In her order, Judge Alison Sheppard Arms acknowledged that the decision not to schedule the evaluation of defendant Karki was made by multiple department staff members. However, Commissioner Emily Hawes is ultimately responsible for carrying out the department’s duties as laid out in statute, she wrote. Hawes, in her role as commissioner, was fined $3,000, an amount that would be waived when the evaluation took place.

Arms wrote that the department and the judiciary are supposed to work in partnership to ensure a defendant receives due process under the law, which requires that a person accused of a crime is tried only if they are found to be competent to aid in their own defense. 

“The testimony produced in these hearings reveals a system that is at odds with this goal and demonstrates a fundamental breakdown in the partnership between our two entities,” she said in her opinion.

A contempt order from a judge against an administrative official is rare, said Defender General Matt Valerio. In a 35-year career, he said, he has seen only a few filed, those against officials with the Department of Corrections. 

The Karki case is far from the only one in Chittenden County, and elsewhere, that has been stymied by the department’s objections to performing competency evaluations. 

In a different case, Judge Arms ordered the department in mid-April to evaluate the competency of Averil Beliveau to stand trial within 30 days. Beliveau is accused of slitting her boyfriend’s throat with a knife in March 2020 in the apartment they shared at Bolton Valley Resort.

Beliveau was hospitalized in January of this year with the goal of returning her to competency, according to the order. However, the department appealed the initial order of evaluation several times, arguing there was no clinical reason to believe that her status had changed. 

Chittenden State’s Attorney Sarah George estimates that, at any given time, between 40 and 50 cases are on hold in her office, waiting for completion of competency evaluations. 

“The case is essentially deemed inactive by the court” during that time, George said. And except for the most serious charges, the defendant is conditionally released into the community. “They’re not being connected to services. So in some cases they may pick up additional charges,” she said.

Requests that the department perform multiple evaluations for competency are generally made for only the most serious cases, in the hopes that ultimately the case might proceed, George said. 

Delays in competency evaluations also are challenging for defense attorneys, Valerio said. After six months, it can be difficult to locate people to ensure they attend their evaluation. “And the evidence that you thought was relevant to their competence at the time you asked for the evaluation under any circumstance is going to change in six months to a year,” he said.

Tim Lueders-Dumont, a former deputy state’s attorney in Washington County who is now with the Department of State’s Attorneys and Sheriffs, said any solution to these problems will likely require working through them with the department and the Legislature. 

He hopes that some of the measures in one approved bill, S.91, will make a difference. The bill, which is awaiting Gov. Phil Scott’s signature, creates the ability for a court to issue an arrest warrant for someone who does not appear for an evaluation. It also requires the Department of Mental Health and the Department of Aging and Independent Living to report to the Legislature on whether the state needs to develop and institute a formal process for competency restoration.

Under current law, only a forensic psychiatrist is eligible to conduct such evaluations, though S.91 would permit doctoral-level psychologists to be evaluators, with a sunset provision after one year. The bill also calls for a study of allowing examinations to be done by a variety of mental health professionals. 

Lueders-Dumont said he looks forward to working with both departments on finding strategies that improve the situation because everyone — defendants and victims — suffers when the system does not work.

“We’ve just got to do a better job,” he said. “All of state government has to do a better job of dealing with these complex cases, and that’s across the board.”

=== Entries supplied ===
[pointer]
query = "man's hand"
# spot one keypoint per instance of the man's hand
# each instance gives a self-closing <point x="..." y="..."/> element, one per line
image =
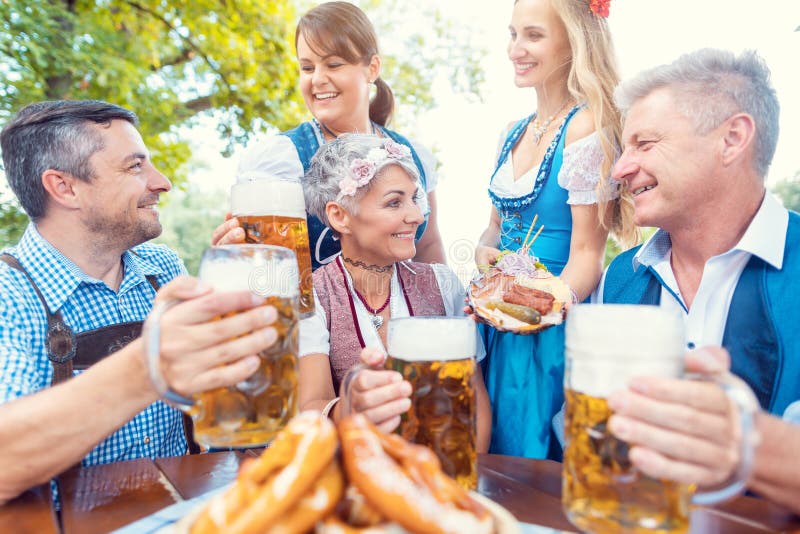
<point x="680" y="429"/>
<point x="381" y="395"/>
<point x="198" y="354"/>
<point x="228" y="233"/>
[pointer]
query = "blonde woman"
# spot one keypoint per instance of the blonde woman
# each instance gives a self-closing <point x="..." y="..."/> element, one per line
<point x="553" y="164"/>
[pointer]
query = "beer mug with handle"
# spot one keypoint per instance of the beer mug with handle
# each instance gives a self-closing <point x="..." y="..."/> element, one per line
<point x="606" y="346"/>
<point x="272" y="211"/>
<point x="437" y="355"/>
<point x="251" y="412"/>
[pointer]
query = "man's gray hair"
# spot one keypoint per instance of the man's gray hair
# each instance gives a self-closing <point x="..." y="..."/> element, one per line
<point x="53" y="135"/>
<point x="710" y="86"/>
<point x="331" y="164"/>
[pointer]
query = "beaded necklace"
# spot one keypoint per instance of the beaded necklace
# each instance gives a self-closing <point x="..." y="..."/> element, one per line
<point x="352" y="303"/>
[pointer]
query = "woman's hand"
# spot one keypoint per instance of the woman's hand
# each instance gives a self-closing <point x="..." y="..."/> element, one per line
<point x="486" y="255"/>
<point x="228" y="233"/>
<point x="381" y="395"/>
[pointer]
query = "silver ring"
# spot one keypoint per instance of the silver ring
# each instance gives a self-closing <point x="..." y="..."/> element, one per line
<point x="152" y="341"/>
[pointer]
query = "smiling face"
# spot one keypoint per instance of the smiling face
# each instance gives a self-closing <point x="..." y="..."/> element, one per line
<point x="335" y="91"/>
<point x="538" y="46"/>
<point x="382" y="229"/>
<point x="671" y="170"/>
<point x="119" y="202"/>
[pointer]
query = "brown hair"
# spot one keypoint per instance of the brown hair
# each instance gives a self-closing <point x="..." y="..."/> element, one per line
<point x="342" y="29"/>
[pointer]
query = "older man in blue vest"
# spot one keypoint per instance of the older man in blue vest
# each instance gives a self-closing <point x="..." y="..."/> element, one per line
<point x="698" y="139"/>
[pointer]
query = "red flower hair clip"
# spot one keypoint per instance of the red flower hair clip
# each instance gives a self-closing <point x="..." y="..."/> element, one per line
<point x="599" y="7"/>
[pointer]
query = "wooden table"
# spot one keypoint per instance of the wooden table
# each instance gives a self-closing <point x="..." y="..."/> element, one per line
<point x="105" y="497"/>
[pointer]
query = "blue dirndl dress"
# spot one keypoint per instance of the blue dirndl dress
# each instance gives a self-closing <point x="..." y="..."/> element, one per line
<point x="524" y="374"/>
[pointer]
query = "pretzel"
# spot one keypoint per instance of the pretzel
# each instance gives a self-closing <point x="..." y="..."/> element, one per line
<point x="316" y="505"/>
<point x="274" y="483"/>
<point x="405" y="482"/>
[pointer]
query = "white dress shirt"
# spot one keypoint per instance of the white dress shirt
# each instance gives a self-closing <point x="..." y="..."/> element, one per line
<point x="705" y="321"/>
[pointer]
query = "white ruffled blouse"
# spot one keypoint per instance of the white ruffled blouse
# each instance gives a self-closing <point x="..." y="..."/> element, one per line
<point x="315" y="337"/>
<point x="579" y="174"/>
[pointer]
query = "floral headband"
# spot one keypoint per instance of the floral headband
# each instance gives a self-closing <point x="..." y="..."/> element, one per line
<point x="363" y="170"/>
<point x="599" y="7"/>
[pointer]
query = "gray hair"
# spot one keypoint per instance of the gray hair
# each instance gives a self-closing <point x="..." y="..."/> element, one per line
<point x="712" y="85"/>
<point x="331" y="164"/>
<point x="53" y="135"/>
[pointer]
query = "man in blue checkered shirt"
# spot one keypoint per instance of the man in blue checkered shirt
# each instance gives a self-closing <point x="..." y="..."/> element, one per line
<point x="83" y="175"/>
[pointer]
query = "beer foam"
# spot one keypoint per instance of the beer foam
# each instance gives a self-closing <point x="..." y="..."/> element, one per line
<point x="263" y="194"/>
<point x="609" y="344"/>
<point x="431" y="338"/>
<point x="268" y="278"/>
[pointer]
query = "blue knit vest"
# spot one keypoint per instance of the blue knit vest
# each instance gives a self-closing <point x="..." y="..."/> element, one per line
<point x="761" y="332"/>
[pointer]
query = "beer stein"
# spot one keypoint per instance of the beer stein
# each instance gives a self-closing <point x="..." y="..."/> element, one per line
<point x="272" y="211"/>
<point x="251" y="412"/>
<point x="437" y="355"/>
<point x="606" y="346"/>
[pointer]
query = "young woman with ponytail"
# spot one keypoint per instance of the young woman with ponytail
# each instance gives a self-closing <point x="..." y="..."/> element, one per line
<point x="337" y="50"/>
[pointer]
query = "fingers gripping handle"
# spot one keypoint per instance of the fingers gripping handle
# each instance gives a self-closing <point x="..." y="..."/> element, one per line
<point x="152" y="343"/>
<point x="746" y="407"/>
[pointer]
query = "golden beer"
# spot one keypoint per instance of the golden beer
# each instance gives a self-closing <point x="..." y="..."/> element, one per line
<point x="606" y="346"/>
<point x="272" y="212"/>
<point x="437" y="356"/>
<point x="252" y="412"/>
<point x="602" y="491"/>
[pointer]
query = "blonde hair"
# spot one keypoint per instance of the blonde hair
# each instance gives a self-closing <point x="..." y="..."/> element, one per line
<point x="593" y="75"/>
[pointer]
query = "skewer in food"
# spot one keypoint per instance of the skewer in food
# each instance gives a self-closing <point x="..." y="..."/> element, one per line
<point x="518" y="293"/>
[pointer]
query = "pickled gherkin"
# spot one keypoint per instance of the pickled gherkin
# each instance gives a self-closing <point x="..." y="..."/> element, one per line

=== Exercise aim ===
In two sentences, summarize the text about delayed competency evaluations. Work from the text alone and leave the material aside.

=== Final answer ===
After the department failed to schedule a competency evaluation for defendant Karki, Judge Alison Sheppard Arms issued a contempt order fining Commissioner Emily Hawes $3,000, to be waived once the evaluation took place. Karki's is one of many cases stalled by the department's objections, and bill S.91, awaiting Gov. Phil Scott's signature, would allow arrest warrants for missed evaluations, let doctoral-level psychologists act as evaluators for one year, and call for reports and a study on improving the process.